[Rows from a pointing dataset]
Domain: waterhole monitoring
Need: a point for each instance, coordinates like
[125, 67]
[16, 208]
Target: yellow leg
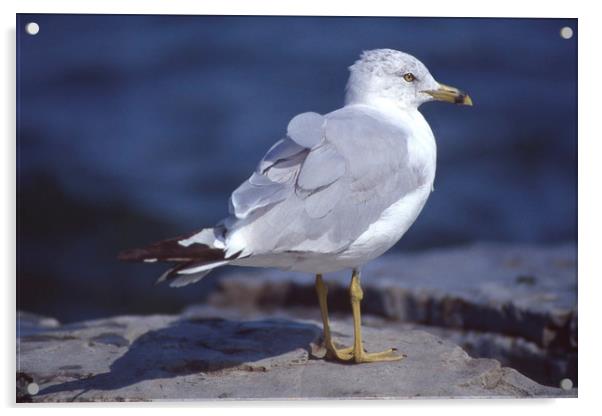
[359, 355]
[331, 351]
[356, 352]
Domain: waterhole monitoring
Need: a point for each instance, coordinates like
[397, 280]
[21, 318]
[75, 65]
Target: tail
[195, 256]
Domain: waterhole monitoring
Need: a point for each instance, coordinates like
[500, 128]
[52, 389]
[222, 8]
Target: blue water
[135, 128]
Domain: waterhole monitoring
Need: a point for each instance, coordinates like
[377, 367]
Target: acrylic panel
[133, 129]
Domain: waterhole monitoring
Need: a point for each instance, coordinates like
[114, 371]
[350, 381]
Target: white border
[590, 273]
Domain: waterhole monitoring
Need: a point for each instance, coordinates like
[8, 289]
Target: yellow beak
[450, 94]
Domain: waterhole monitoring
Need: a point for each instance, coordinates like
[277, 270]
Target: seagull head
[387, 76]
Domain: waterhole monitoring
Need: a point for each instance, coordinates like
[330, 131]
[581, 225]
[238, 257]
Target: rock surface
[200, 356]
[515, 303]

- [Task]:
Copy out all of the material above, changing "waterhole monitoring" to "wildlife monitoring" and keeping everything else the same. Leave the pictures out.

- [Complete answer]:
Domain: wildlife monitoring
Need: a point for each instance, coordinates like
[125, 67]
[16, 208]
Target: yellow leg
[359, 355]
[331, 351]
[356, 352]
Domain: wildlife monitoring
Need: a point for each instance, coordinates like
[397, 280]
[21, 318]
[75, 65]
Target: tail
[195, 256]
Domain: wildlife monitoring
Need: a point for each instance, coordinates like
[500, 128]
[52, 389]
[222, 8]
Target: blue water
[135, 128]
Domain: wildlife monitoring
Need: a point for each instance, coordinates like
[377, 367]
Target: acrylic panel
[133, 129]
Domain: wildlife monitoring
Need: a point for each instance, coordinates like
[114, 371]
[350, 381]
Target: white border
[590, 273]
Domain: wildlife monitoring
Need: a point for each instance, coordinates like
[8, 289]
Target: yellow beak
[450, 94]
Domain: wildlife monitoring
Need: a point for each instance, coordinates like
[277, 270]
Target: seagull head
[387, 76]
Domain: wildlife monitoring
Need: a point for each instance, coordinates like
[330, 131]
[581, 225]
[238, 257]
Target: rock surface
[200, 356]
[515, 303]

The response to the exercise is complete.